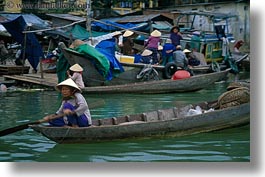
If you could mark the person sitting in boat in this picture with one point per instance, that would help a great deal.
(75, 73)
(238, 45)
(152, 44)
(192, 60)
(74, 107)
(180, 58)
(146, 57)
(127, 48)
(180, 74)
(167, 52)
(118, 39)
(175, 36)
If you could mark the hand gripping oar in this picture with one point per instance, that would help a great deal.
(25, 126)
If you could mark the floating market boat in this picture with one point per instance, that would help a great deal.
(176, 121)
(193, 83)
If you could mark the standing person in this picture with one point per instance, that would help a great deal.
(175, 35)
(127, 48)
(74, 107)
(167, 52)
(75, 74)
(179, 58)
(152, 44)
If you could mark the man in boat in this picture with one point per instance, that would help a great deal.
(167, 52)
(74, 107)
(175, 35)
(146, 57)
(75, 73)
(180, 58)
(127, 48)
(152, 45)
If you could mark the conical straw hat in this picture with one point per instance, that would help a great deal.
(146, 52)
(76, 68)
(186, 51)
(156, 33)
(116, 33)
(128, 33)
(168, 41)
(68, 82)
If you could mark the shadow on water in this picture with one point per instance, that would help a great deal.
(26, 146)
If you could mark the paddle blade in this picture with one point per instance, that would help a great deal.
(17, 128)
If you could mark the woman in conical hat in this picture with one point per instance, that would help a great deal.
(75, 73)
(146, 57)
(152, 44)
(74, 107)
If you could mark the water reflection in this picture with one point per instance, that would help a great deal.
(20, 107)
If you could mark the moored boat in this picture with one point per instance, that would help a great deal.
(193, 83)
(176, 121)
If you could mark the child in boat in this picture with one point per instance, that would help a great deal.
(76, 75)
(74, 107)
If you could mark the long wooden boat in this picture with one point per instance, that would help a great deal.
(174, 121)
(193, 83)
(92, 77)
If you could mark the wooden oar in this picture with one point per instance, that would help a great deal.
(26, 125)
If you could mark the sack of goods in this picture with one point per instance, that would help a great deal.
(234, 97)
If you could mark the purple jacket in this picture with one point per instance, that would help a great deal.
(153, 42)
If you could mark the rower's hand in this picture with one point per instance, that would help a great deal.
(68, 112)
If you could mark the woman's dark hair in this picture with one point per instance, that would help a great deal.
(174, 27)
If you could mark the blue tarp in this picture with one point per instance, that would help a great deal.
(33, 48)
(113, 26)
(107, 48)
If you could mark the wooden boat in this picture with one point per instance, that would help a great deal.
(92, 77)
(193, 83)
(174, 121)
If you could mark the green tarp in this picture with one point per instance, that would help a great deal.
(78, 32)
(100, 61)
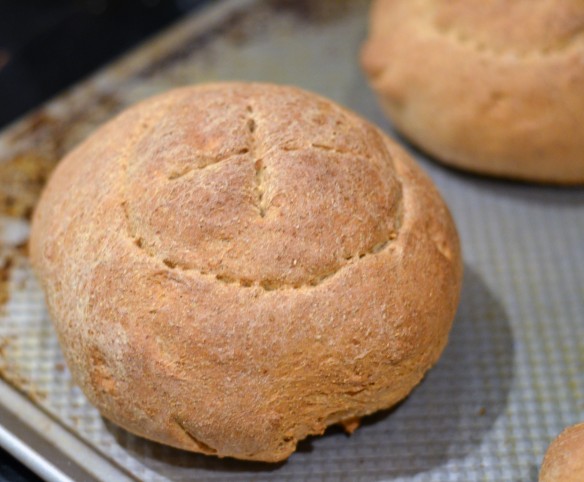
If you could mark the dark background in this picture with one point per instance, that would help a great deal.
(48, 45)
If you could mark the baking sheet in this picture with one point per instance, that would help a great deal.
(512, 375)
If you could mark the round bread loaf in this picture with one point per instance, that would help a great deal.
(564, 460)
(233, 267)
(493, 87)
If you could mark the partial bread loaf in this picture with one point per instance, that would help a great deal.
(233, 267)
(494, 87)
(564, 460)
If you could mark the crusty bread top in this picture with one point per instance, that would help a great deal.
(489, 86)
(564, 460)
(233, 267)
(264, 188)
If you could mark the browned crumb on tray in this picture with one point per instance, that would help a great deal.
(21, 181)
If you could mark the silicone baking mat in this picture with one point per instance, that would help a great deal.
(512, 375)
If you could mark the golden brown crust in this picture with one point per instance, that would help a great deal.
(564, 460)
(464, 82)
(233, 267)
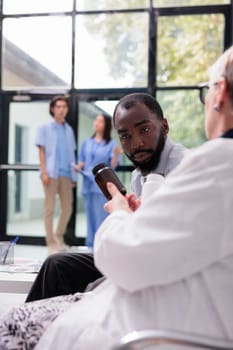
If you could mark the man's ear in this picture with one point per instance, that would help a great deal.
(165, 126)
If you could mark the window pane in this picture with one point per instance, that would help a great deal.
(185, 115)
(36, 53)
(187, 46)
(111, 51)
(36, 6)
(88, 5)
(171, 3)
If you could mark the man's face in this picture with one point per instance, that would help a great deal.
(142, 135)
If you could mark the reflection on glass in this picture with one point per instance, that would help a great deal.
(185, 116)
(171, 3)
(114, 47)
(41, 59)
(39, 6)
(25, 204)
(187, 46)
(90, 5)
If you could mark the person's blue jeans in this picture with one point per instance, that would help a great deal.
(95, 213)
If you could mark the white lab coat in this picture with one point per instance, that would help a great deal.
(168, 265)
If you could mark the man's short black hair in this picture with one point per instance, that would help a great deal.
(131, 100)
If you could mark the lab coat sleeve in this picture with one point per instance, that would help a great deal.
(175, 233)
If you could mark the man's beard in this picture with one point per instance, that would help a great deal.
(153, 162)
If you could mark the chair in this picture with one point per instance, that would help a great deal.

************

● EXERCISE REQUIREMENTS
Reproduce the data word for word, excluding its pictures.

● FINAL ANSWER
If you could mark the person sitting in boat in this picture with one point per instance, that would help a great deal.
(75, 73)
(238, 45)
(152, 44)
(192, 60)
(74, 107)
(180, 58)
(146, 57)
(127, 48)
(180, 74)
(167, 52)
(118, 39)
(175, 36)
If you could mark the hand gripping oar in this picture with one point per instance, that would help a great deal.
(25, 126)
If you could mark the floating market boat in this picture with one point per instance, that would help a great deal.
(176, 121)
(193, 83)
If you could mark the standing person in this picture with one point per instance, that would help a great deal.
(175, 35)
(127, 48)
(74, 107)
(167, 52)
(75, 74)
(179, 58)
(152, 44)
If you could mark the man in boat in this picture with one point per instance, that would help a great deal.
(167, 52)
(74, 107)
(175, 35)
(146, 57)
(75, 73)
(180, 58)
(127, 48)
(152, 45)
If you could mark the conical straw hat in this picture with one point per instance, that would help a great deal.
(146, 52)
(76, 68)
(186, 51)
(156, 33)
(116, 33)
(128, 33)
(168, 41)
(68, 82)
If you could mark the shadow on water in this picture with one point per instance, that would help a great deal.
(26, 146)
If you could mark the paddle blade in this picture with one point per instance, that would help a great deal.
(17, 128)
If you could mark the woman in conical hat in this picture with one point per instance, that would help a great deal.
(75, 73)
(146, 57)
(152, 44)
(74, 107)
If you could mark the water reflection in this picture with one point per instance, that would help a great deal.
(20, 107)
If you could mark the moored boat in this picture with one point per instance, that would help a great deal.
(193, 83)
(176, 121)
If you could mark the child in boat in this picture with one point per instance, that would help a great deal.
(76, 75)
(74, 107)
If you could mark the long wooden boat in this picture with one point per instance, that would help a great deal.
(174, 121)
(193, 83)
(92, 77)
If you could mark the wooden oar in this picture with one point per instance, that would help a great deal.
(26, 125)
If you could mark the sack of goods in this picture with one point per instance, that would help a great deal.
(234, 97)
If you could mark the purple jacket in this picture with one point per instance, that would help a great deal.
(153, 42)
If you could mark the rower's hand in this picture with one point per instance, that would help a great deal.
(68, 112)
If you could mark the woman's dark hair in this picture with one point per instance, that would help a great deal.
(174, 27)
If you could mark the blue tarp in this picture with one point per instance, that would help a great deal.
(33, 48)
(113, 26)
(107, 48)
If you could mark the wooden boat in this picture with one point per instance, that would help a great deal.
(92, 77)
(193, 83)
(174, 121)
If you could mark the green tarp in this picture with one point per instance, that would help a great deal.
(78, 32)
(100, 61)
If you could mark the dark background in this picture with one point per instance, that would help a great deal.
(48, 45)
If you could mark the baking sheet in this picture with one point per instance, that would help a great deal.
(512, 375)
If you could mark the round bread loaf in this picture with one point per instance, that would help a great deal.
(564, 460)
(233, 267)
(493, 87)
If you could mark the partial bread loaf in this picture with one point per instance, that would help a great deal.
(233, 267)
(494, 87)
(564, 460)
If you could mark the crusty bread top in this picture with one point per instance, that would help a great deal.
(489, 86)
(564, 460)
(233, 267)
(264, 188)
If you could mark the browned crumb on tray in this picture with one point per instance, that would help a great deal.
(21, 181)
If you could mark the silicone baking mat in this picture with one point per instance, that would help a great deal.
(512, 375)
If you could mark the golden brown crust in this picture with one point per instance, that would help a great deal.
(564, 460)
(464, 82)
(233, 267)
If you could mark the man's ear in this picture with one point per instance, that would help a great deal.
(165, 126)
If you could mark the window pane in this picture with one point per instance, that would help a great deal.
(185, 115)
(36, 53)
(187, 46)
(111, 51)
(36, 6)
(88, 5)
(171, 3)
If you could mark the man's face in this picture with one point per instance, that would help a great deal.
(142, 135)
If you could mark the reflection on glass in this picture with one point per instance, that would help a great deal.
(185, 116)
(171, 3)
(114, 47)
(41, 59)
(39, 6)
(25, 204)
(187, 46)
(90, 5)
If you could mark the person's blue jeans in this picture with one point per instance, that would help a great deal.
(95, 213)
If you could mark the white lab coat in this picture with one point per instance, that would help a great deal.
(168, 265)
If you could mark the man's short black hair in this picture with one point per instance, that would help a great deal.
(131, 100)
If you could mark the lab coat sleeve in this picture with one point per instance, that would help a great deal.
(175, 233)
If you could mark the man's beard in this picture with one point per instance, that would help a great deal.
(153, 162)
If you could mark the chair in this picture with one point per instance, that would help a great deal.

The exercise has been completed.